Dataset entries
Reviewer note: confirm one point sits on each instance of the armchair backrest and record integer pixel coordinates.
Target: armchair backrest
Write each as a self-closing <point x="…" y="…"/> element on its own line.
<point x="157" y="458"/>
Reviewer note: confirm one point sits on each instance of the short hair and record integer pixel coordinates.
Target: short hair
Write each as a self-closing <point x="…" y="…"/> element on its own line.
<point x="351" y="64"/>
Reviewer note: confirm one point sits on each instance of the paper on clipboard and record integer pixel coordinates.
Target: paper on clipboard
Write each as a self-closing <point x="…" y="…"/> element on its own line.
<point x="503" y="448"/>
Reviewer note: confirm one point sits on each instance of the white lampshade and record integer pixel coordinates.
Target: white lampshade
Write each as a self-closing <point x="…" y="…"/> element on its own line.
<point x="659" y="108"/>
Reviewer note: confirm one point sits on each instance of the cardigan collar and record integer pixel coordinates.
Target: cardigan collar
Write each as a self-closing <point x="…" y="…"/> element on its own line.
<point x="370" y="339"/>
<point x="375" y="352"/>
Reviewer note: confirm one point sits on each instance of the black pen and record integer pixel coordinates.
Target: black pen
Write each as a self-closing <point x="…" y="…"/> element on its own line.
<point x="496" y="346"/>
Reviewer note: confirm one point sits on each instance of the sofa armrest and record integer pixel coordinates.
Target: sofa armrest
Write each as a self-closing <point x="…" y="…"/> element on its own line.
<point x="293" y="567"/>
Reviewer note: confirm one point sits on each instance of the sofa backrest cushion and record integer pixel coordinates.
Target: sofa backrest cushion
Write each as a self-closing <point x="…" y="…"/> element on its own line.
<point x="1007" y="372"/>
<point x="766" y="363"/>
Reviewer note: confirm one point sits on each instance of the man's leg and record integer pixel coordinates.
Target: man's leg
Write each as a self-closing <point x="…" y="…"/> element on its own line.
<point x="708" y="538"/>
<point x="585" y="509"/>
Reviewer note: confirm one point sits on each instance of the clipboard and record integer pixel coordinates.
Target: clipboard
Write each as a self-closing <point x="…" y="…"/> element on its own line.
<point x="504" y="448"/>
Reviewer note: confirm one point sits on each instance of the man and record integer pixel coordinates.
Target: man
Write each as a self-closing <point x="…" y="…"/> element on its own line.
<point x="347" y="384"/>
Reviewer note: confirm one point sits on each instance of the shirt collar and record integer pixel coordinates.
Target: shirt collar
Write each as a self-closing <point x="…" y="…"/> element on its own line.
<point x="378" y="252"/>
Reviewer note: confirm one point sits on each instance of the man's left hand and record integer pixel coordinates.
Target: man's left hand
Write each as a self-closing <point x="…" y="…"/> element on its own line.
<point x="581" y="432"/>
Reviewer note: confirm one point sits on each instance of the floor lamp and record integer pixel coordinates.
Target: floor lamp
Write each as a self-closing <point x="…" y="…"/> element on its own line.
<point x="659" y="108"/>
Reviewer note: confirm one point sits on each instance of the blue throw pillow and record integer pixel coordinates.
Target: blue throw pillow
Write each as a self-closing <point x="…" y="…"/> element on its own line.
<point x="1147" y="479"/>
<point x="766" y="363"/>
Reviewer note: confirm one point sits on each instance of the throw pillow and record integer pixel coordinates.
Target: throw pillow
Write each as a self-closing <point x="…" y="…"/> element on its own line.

Exercise brief:
Please return the full set of records exactly as given above.

Your solution:
Reviewer note: confirm one point sits on each instance of the armchair backrest and record integer pixel coordinates.
Target: armchair backrest
Write each as a self-closing <point x="…" y="…"/> element on its own line.
<point x="157" y="458"/>
Reviewer note: confirm one point sits on each instance of the short hair and record integer pixel coordinates.
Target: short hair
Write each as a self-closing <point x="…" y="…"/> element on its own line.
<point x="351" y="64"/>
Reviewer note: confirm one point sits on each instance of the paper on clipboard and record integer pixel coordinates.
Target: paper on clipboard
Write each as a self-closing <point x="…" y="…"/> element on its own line.
<point x="503" y="448"/>
Reviewer note: confirm one point sits on each instance of the white lampshade and record integer pixel coordinates.
Target: white lampshade
Write each as a self-closing <point x="…" y="…"/> element on its own line.
<point x="659" y="108"/>
Reviewer note: confirm one point sits on each instance of the cardigan collar and record integer pixel coordinates.
Target: cardigan collar
Write each as a self-closing <point x="…" y="…"/> element on its own line.
<point x="370" y="339"/>
<point x="375" y="352"/>
Reviewer note: confirm one point sits on each instance of the black pen and record integer pixel coordinates.
Target: black pen
Write each as a self-closing <point x="…" y="…"/> element on its own line.
<point x="496" y="346"/>
Reviewer note: confirm one point sits on each instance of the sofa armrest and record integer pixel coordinates.
Target: sofa armrest
Write each as a self-closing <point x="…" y="…"/> element on its own line.
<point x="293" y="567"/>
Reviewer note: confirm one point sits on each instance of the sofa backrest cushion and record integer pixel coordinates.
Target: sofa backrest cushion
Write each as a self-closing <point x="…" y="…"/> element on its own line.
<point x="1007" y="372"/>
<point x="766" y="363"/>
Reviewer note: confirm one point sits on each instance of the man's leg and record integer pixel coordinates.
Target: man's leg
Write each as a self-closing <point x="…" y="…"/> element on its own line.
<point x="708" y="538"/>
<point x="585" y="509"/>
Reviewer note: confirm one point sits on each instance of the clipboard and record integer pixel coordinates.
Target: clipboard
Write each as a self-closing <point x="…" y="…"/> element on its own line.
<point x="504" y="448"/>
Reviewer note: confirm one point sits on each instance of the man and record integer pixel coordinates.
Target: man
Write each as a self-closing <point x="…" y="…"/> element on its own line.
<point x="347" y="384"/>
Reviewer note: confirm one point sits on each instance of the shirt collar and record integer pixel coordinates.
Target: shirt collar
Write each as a self-closing <point x="…" y="…"/> element on its own line.
<point x="378" y="252"/>
Reviewer note: confirm one point sits on each instance of the man's left hand and record integer pixel coordinates.
Target: man's left hand
Write each as a self-closing <point x="…" y="…"/> element on its own line.
<point x="581" y="432"/>
Reviewer note: confirm one point sits on each instance of the floor lamp and record integer pixel coordinates.
Target: floor lamp
Write each as a self-closing <point x="…" y="…"/> element on its own line.
<point x="659" y="108"/>
Reviewer note: confirm one point sits on each instance of the blue throw pillow and record integer pixel coordinates.
Target: blue throw pillow
Write each as a self-closing <point x="…" y="…"/> element on its own line.
<point x="1147" y="479"/>
<point x="766" y="363"/>
Reviewer note: confirm one point sits on each instance of the throw pillow and record integer pixel coordinates.
Target: throw pillow
Write each as a self-closing <point x="…" y="…"/> element on its own line.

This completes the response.